- _Texto de origem_:
----------

Acórdão do Tribunal da Relação do Porto
Processo:
0326481
Nº Convencional: JTRP00036857
Relator: ALZIRO CARDOSO
Descritores: SIMULAÇÃO
PROVA TESTEMUNHAL
Nº do Documento: RP200403090326481
Data do Acordão: 03/09/2004
Votação: UNANIMIDADE
Texto Integral: S
Privacidade: 1
Meio Processual: APELAÇÃO.
Decisão: CONFIRMADA A SENTENÇA.
Área Temática: .
Sumário: I - A proibição da prova testemunhal prevista no artigo 394 n.2 do Código Civil respeita apenas ao recurso a proibição da prova testemunhal ou por presunções judiciais como meio de prova exclusivo do acordo simulatório ou do negócio dissimulado.
II - É admissível prova testemunhal como prova complementar, sobretudo da prova documental, que aquele preceito não afasta.
Reclamações:
Decisão Texto Integral: ACORDAM NO TRIBUNAL DA RELAÇÃO DO PORTO:

I – RELATÓRIO

X..... e mulher B....., intentaram a presente acção declarativa, com processo comum sob a forma ordinária, contra H..... e marido D....., e K....., pedindo que:
a) se decrete a nulidade, por simulação, do contrato de compra e venda celebrado entre os Autores e a Ré por escritura pública de 19 de Novembro de 1996, referente a uma parcela de terreno para construção urbana, com a área de 870 m2, sita no lugar de....., da freguesia de....., descrita na Conservatória do Registo Predial sob o n.º 60.043 e inscrita a seu favor pela inscrição n.º 51.482, omissa à matriz.
b) se decrete a validade do contrato de doação dissimulado sob a referida compra e venda;
c) se decrete o cancelamento do registo de aquisição por compra e venda.

Fundamentaram o pedido alegando, em resumo, que:
No dia 19 de Novembro de 1996, no -º Cartório Notarial de....., outorgaram escritura de compra e venda, nos termos da qual declararam vender à 1ª Ré- mulher (filha dos AA), casada no regime de comunhão de adquiridos com o 1º Réu, pelo preço de Esc. 1.300.000$00, uma parcela de terreno para construção urbana, com a área de 870 m2, sita no lugar de....., da freguesia de....., descrita na Conservatória do Registo Predial sob o n.º 60.043 e inscrita a seu favor pela inscrição n.º 51.482, omissa à matriz;
A 2ª Ré outorgou a referida escritura aí prestando o seu consentimento para o acto como única e restante filha dos vendedores;
Apesar de na dita escritura de compra e venda constar o preço de aquisição no montante de Esc. 1.300.000$00, a verdade é que não foi pago qualquer preço, tendo sido tal prédio doado à Ré H.....;
O negócio que verdadeiramente fizeram com esta Ré foi de doação e não de venda do aludido prédio;
Acrescentam que apenas fizeram a venda com o propósito do citado prédio posteriormente não ter de ser conferido na partilha das suas heranças;
No mesmo dia em que outorgaram esta escritura de compra e venda, subscreveram a declaração de folhas 11 dos autos, nos termos da qual expressamente reconhecem não ter a 1ª Ré entregue qualquer quantia em dinheiro, nem estes a terem recebido;
Houve divergência entre a declaração negocial de compra e venda e a vontade real dos declarantes de doação, pelo que o negócio é simulado (em termos relativos);
Assim, por força do disposto no art. 240º e 241º, n.º 2, o negócio titulado pela dita escritura pública de compra e venda deve ser convolado em doação, por ser este o negócio que as partes efectivamente quiseram realizar.

----------

- _Instruções_:
**a)** Responda às perguntas seguintes com base no acórdão.
(i) Quem é o relator?
(ii) Que área tem a parcela de terreno para construção urbana?
(iii) Que preço de aquisição consta da escritura de compra e venda?
**b)** Indique se cada afirmação está de acordo com o acórdão. Responda sim ou não e cite as palavras do acórdão que o justificam.
(i) A decisão foi tomada por unanimidade.
(ii) Segundo os autores, a filha pagou o preço indicado na escritura.
(iii) O sumário admite a prova testemunhal como prova complementar.
**c)** Prossiga o acórdão a partir da sua última frase.

- _Material fornecido_:
----------

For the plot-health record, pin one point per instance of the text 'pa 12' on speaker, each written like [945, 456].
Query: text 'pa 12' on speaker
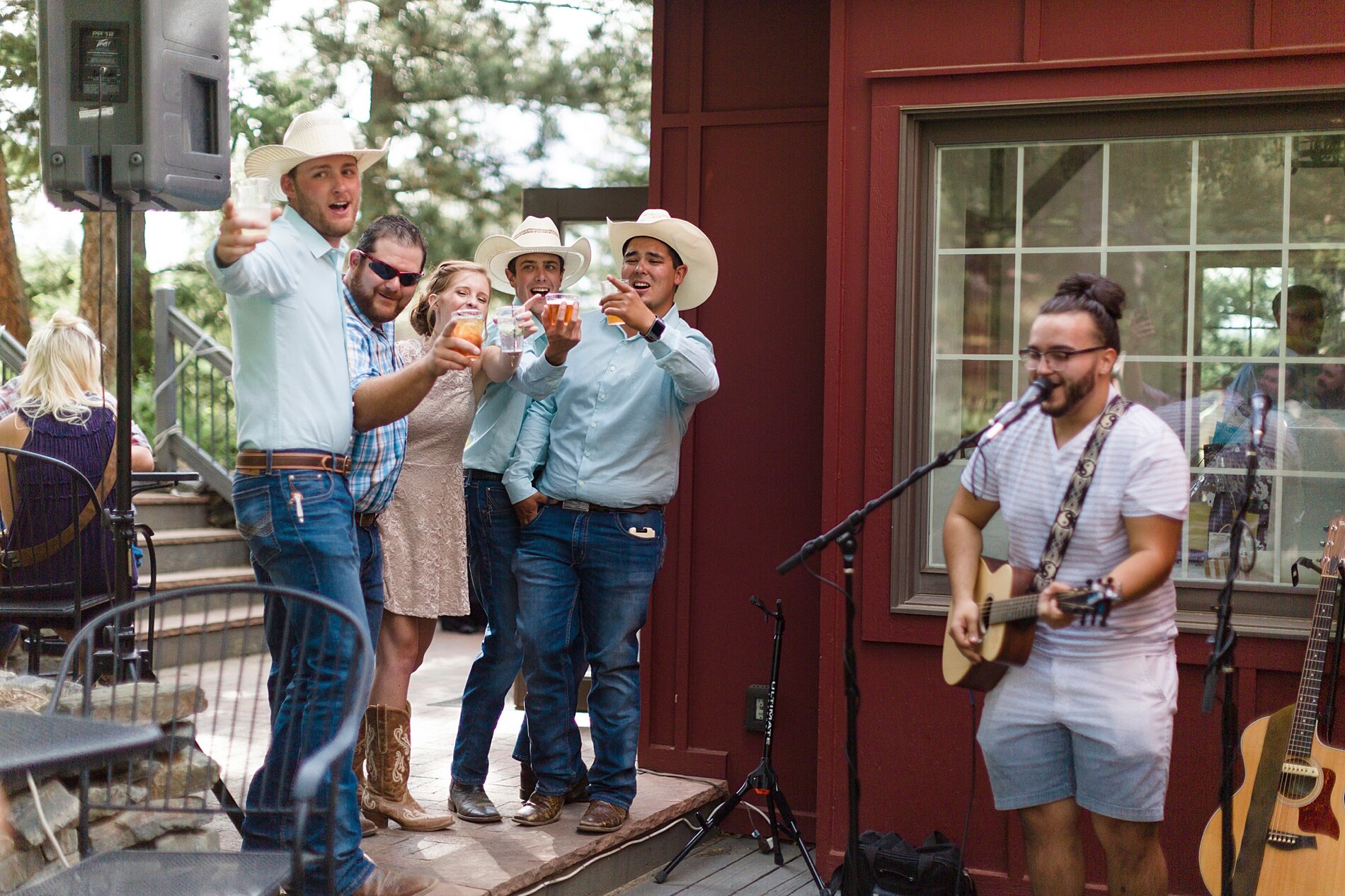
[134, 103]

----------

- _Respostas por tarefa_:
**a)**
(i) Alziro Cardoso.
(ii) 870 m2.
(iii) Esc. 1.300.000$00.

**b)**
(i) Sim: «Votação: UNANIMIDADE».
(ii) Não: «a verdade é que não foi pago qualquer preço».
(iii) Sim: «É admissível prova testemunhal como prova complementar».

**c)**
Contestou apenas o 1º Réu, defendendo-se por impugnação, alegando, em resumo, que:
O casal constituído por ele e pela Ré conseguiu amealhar algum dinheiro, ao longo dos anos, com o qual comprou e pagou aos Autores o terreno em causa;
A escritura de compra e venda corresponde ao verdadeiro contrato celebrado entre as partes;
Em 1997 iniciaram a construção na referida parcela de terreno de uma casa familiar, na qual já investiram mais de Esc. 10.000.000$00, constituindo a dita habitação benfeitoria inamovível;
Ele e a 1ª Ré estão separados de facto, desde Maio de 1999 e perspectivam o seu divórcio;
O documento junto a folhas 11 é um documento falso, feito agora e não na data que dele consta, para tentar conferir algum suporte fáctico à tese dos Autores.
Conclui pela improcedência da acção.

Replicaram os Autores, respondendo a pretensa defesa por excepção do Réu, mantendo a posição defendida na petição inicial.

Em despacho unitário, saneou-se o processo, seleccionaram-se os factos assentes e organizou-se a base instrutória da qual não houve reclamação.

Instruída a causa procedeu-se a julgamento constando de folhas 179-181 as respostas à matéria da base instrutória.

De seguida foi proferida sentença que julgou a acção procedente e, em consequência:
a) Declarou nulo o contrato de compra e venda constante de fls. 5 a 7 dos autos, por simulação;
b) Convolou tal contrato para contrato de doação que as partes efectivamente pretenderam realizar através de tal negócio jurídico, nos termos dados como provados;
c) Decretou o cancelamento do registo de aquisição do imóvel dos autos por compra e venda.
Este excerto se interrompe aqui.